Please recast the records between the lines holding "truck cargo box." and "[308,31,360,63]", inclusive, as a Markdown table with the columns Row and Line. Leave out any blank lines.

── Records for the exercise ──

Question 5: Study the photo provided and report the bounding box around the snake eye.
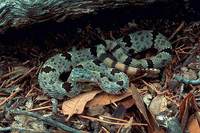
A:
[76,64,83,68]
[116,81,124,86]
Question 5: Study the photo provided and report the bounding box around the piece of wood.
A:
[0,0,171,32]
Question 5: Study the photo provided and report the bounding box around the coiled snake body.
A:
[38,31,172,99]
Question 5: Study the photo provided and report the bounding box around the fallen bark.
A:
[0,0,168,32]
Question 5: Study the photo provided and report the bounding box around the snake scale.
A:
[38,30,172,99]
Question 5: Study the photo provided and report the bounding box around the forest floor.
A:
[0,4,200,133]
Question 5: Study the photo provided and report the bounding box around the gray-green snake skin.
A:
[38,30,172,99]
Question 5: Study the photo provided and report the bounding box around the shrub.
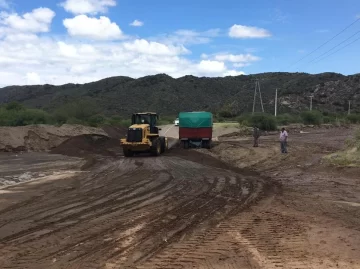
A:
[0,104,54,126]
[300,111,323,125]
[238,113,277,131]
[346,114,360,124]
[54,99,100,123]
[88,115,105,127]
[276,114,300,125]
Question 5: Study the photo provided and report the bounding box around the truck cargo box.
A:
[179,127,212,140]
[179,111,213,148]
[179,111,213,128]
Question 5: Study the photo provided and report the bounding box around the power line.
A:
[287,18,360,69]
[315,37,360,63]
[308,31,360,63]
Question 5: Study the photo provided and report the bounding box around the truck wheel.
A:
[160,136,166,153]
[151,139,161,156]
[123,149,134,157]
[202,140,210,149]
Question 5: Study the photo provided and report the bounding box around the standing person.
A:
[253,126,260,147]
[280,128,288,153]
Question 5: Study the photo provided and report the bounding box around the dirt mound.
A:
[0,124,107,152]
[102,126,128,139]
[51,134,122,157]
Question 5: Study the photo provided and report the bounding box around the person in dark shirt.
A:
[253,126,260,147]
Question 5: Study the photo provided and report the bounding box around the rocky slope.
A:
[0,73,360,116]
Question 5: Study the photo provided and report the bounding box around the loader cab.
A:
[131,112,161,134]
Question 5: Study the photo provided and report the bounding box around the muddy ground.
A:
[0,124,360,269]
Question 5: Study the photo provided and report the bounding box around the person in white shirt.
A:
[280,128,288,153]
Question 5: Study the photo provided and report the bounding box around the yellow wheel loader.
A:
[120,112,168,157]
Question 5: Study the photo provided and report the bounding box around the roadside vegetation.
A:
[215,110,360,131]
[0,99,360,131]
[323,129,360,167]
[0,99,175,127]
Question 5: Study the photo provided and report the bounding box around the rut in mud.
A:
[0,155,268,269]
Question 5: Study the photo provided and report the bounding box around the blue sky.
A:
[0,0,360,85]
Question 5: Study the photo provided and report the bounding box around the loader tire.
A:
[160,136,166,153]
[150,139,161,156]
[123,149,134,157]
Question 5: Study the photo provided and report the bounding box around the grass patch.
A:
[214,122,240,129]
[323,129,360,167]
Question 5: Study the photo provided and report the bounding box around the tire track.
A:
[0,156,263,269]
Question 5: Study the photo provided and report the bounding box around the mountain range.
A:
[0,72,360,117]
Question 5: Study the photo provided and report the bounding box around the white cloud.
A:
[130,20,144,27]
[215,54,260,63]
[63,15,123,40]
[224,70,245,77]
[0,8,55,33]
[0,6,246,86]
[124,39,189,56]
[229,24,271,38]
[156,29,220,45]
[0,34,248,86]
[26,72,41,84]
[315,29,330,34]
[0,0,10,9]
[60,0,116,15]
[198,60,226,74]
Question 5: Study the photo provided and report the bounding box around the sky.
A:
[0,0,360,86]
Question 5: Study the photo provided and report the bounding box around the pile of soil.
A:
[0,124,107,152]
[50,134,122,157]
[102,126,128,139]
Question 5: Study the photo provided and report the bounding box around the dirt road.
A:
[0,125,360,269]
[0,152,269,268]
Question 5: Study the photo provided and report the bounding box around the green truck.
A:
[179,111,213,148]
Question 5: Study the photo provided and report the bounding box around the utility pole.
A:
[253,79,264,114]
[258,80,264,113]
[253,82,257,115]
[275,89,277,117]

───

Result of the exercise
| Row | Line |
|---|---|
| 1 | Question 5: Study the photo provided and report the bounding box around the truck cargo box. |
| 2 | A: |
| 3 | [179,127,212,140] |
| 4 | [179,111,213,148] |
| 5 | [179,111,213,128] |
| 6 | Question 5: Study the photo provided and report the bounding box around the power line. |
| 7 | A: |
| 8 | [287,18,360,69] |
| 9 | [315,37,360,63] |
| 10 | [308,31,360,63] |